**Task description:** Begin at the line bearing "Target: green foliage". Transcribe it and all subsequent lines of the material below exactly, and nothing more.

**Records for this task:**
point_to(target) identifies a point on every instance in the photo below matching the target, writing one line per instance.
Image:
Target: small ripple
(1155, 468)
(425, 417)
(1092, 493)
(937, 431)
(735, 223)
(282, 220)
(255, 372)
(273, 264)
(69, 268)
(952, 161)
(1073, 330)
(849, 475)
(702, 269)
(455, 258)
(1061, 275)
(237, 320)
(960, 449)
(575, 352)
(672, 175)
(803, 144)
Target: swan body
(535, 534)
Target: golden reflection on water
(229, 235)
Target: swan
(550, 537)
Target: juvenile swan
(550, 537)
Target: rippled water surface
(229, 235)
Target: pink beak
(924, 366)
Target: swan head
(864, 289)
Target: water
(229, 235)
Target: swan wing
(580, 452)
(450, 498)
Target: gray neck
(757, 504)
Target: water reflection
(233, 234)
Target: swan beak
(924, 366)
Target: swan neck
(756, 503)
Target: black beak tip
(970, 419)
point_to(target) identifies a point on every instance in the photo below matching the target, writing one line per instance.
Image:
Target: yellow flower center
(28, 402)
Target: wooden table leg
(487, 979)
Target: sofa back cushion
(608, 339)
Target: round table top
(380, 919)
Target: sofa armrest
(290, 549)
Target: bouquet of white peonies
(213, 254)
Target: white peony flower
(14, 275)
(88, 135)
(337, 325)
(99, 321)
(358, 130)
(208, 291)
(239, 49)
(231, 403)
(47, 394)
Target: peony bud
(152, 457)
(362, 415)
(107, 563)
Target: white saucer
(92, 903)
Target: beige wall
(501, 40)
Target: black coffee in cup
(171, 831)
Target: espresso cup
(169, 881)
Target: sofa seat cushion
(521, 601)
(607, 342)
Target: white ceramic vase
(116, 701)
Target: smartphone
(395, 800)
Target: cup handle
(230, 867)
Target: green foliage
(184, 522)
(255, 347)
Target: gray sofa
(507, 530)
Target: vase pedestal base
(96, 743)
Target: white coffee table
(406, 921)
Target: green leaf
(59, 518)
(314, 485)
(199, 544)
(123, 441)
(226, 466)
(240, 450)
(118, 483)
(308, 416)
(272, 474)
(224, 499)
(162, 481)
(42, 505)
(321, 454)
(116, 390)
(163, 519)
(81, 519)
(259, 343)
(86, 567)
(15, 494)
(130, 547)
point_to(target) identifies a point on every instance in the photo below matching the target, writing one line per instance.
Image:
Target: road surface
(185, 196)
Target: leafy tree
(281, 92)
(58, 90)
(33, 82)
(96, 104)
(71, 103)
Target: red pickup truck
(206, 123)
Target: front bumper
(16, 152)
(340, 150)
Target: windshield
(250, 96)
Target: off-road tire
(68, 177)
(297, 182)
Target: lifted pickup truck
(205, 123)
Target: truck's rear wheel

**Written response:**
Target: green foliage
(184, 522)
(255, 347)
Target: gray sofa
(507, 530)
Target: vase pedestal base
(96, 743)
Target: white coffee table
(406, 921)
Target: green leaf
(59, 518)
(314, 485)
(199, 544)
(123, 441)
(226, 466)
(240, 450)
(118, 483)
(308, 416)
(272, 474)
(224, 499)
(162, 481)
(42, 505)
(321, 454)
(116, 390)
(163, 519)
(81, 519)
(259, 343)
(86, 567)
(15, 494)
(130, 547)
point_to(target) identifies a point on every instance in the photo below matching the target, writing one line per instance.
Image:
Target: road surface
(185, 196)
Target: leafy tree
(281, 92)
(58, 90)
(33, 82)
(96, 104)
(71, 103)
Target: red pickup truck
(206, 123)
Target: front bumper
(16, 152)
(340, 150)
Target: windshield
(250, 96)
Target: off-road tire
(68, 177)
(297, 182)
Target: lifted pickup truck
(205, 123)
Target: truck's rear wheel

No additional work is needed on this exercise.